- [WHAT TO DO]
Retype every line of the listing below exactly as it appears, without changing anything.

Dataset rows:
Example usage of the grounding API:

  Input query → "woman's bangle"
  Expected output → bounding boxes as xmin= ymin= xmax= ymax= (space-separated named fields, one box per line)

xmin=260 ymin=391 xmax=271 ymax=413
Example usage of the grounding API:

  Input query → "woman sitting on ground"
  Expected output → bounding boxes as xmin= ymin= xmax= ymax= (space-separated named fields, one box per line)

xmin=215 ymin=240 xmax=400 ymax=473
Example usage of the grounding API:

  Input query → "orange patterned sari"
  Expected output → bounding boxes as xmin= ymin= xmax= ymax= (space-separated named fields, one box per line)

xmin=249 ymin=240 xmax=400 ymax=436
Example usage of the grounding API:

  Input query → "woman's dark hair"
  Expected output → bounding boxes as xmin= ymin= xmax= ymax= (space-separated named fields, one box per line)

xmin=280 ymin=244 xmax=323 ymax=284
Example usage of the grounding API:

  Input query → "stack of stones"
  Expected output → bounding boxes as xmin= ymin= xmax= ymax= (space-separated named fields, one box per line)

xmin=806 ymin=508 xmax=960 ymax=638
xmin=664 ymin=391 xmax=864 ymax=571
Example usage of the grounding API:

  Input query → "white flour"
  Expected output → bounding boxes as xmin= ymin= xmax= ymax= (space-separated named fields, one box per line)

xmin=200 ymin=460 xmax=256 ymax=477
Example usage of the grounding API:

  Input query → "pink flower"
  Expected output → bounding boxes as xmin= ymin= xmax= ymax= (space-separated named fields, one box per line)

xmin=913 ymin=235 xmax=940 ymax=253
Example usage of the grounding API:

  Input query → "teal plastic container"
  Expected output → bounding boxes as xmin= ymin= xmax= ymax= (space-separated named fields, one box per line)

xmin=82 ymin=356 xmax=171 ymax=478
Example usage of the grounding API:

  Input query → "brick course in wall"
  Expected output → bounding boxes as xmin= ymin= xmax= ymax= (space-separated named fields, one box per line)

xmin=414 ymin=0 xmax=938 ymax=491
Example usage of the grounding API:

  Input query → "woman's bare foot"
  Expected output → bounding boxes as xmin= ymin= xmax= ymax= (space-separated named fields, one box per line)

- [FINAL ANSWER]
Example usage of the grounding API:

  Input query → "woman's bangle"
  Expected output → bounding boxes as xmin= ymin= xmax= ymax= (space-separated named fields, one box per line)

xmin=260 ymin=391 xmax=271 ymax=413
Example usage of the grounding API:

  Input query → "woman sitting on ground"
  Expected output → bounding boxes as xmin= ymin= xmax= ymax= (space-separated named fields, one box per line)

xmin=215 ymin=240 xmax=400 ymax=473
Example usage of the grounding API:

  Input query → "orange patterned sari"
  Expected output → bounding boxes as xmin= ymin= xmax= ymax= (space-separated named fields, one box per line)

xmin=249 ymin=240 xmax=400 ymax=436
Example usage of the grounding API:

  Input query → "woman's dark hair"
  Expected output → bounding boxes as xmin= ymin= xmax= ymax= (space-separated named fields, one box per line)

xmin=280 ymin=244 xmax=323 ymax=284
Example usage of the grounding API:

  Input query → "stack of stones"
  Expected output → bounding boxes as xmin= ymin= xmax= ymax= (space-separated named fields, one box per line)

xmin=806 ymin=508 xmax=960 ymax=638
xmin=664 ymin=391 xmax=864 ymax=571
Example usage of the grounding API:

  Input query → "white flour"
  Expected output → bounding boxes as xmin= ymin= xmax= ymax= (space-separated named fields, one box per line)

xmin=200 ymin=460 xmax=256 ymax=477
Example usage of the grounding API:

  Input query → "pink flower"
  Expected output → bounding boxes as xmin= ymin= xmax= ymax= (space-separated named fields, one box per line)

xmin=913 ymin=235 xmax=940 ymax=253
Example usage of the grounding API:

  Input query → "teal plastic container"
  Expected output → bounding boxes as xmin= ymin= xmax= ymax= (space-separated named fields, one box per line)

xmin=82 ymin=356 xmax=171 ymax=478
Example usage of the grounding API:

  Input query → "brick course in wall"
  Expected output → bounding boxes as xmin= ymin= xmax= ymax= (space-separated named fields, one box per line)

xmin=414 ymin=0 xmax=938 ymax=491
Example usage of the grounding API:

  Input query → "woman's bare foot"
  Expected output → bounding boxes as xmin= ymin= xmax= ymax= (space-separated named fields, one box per line)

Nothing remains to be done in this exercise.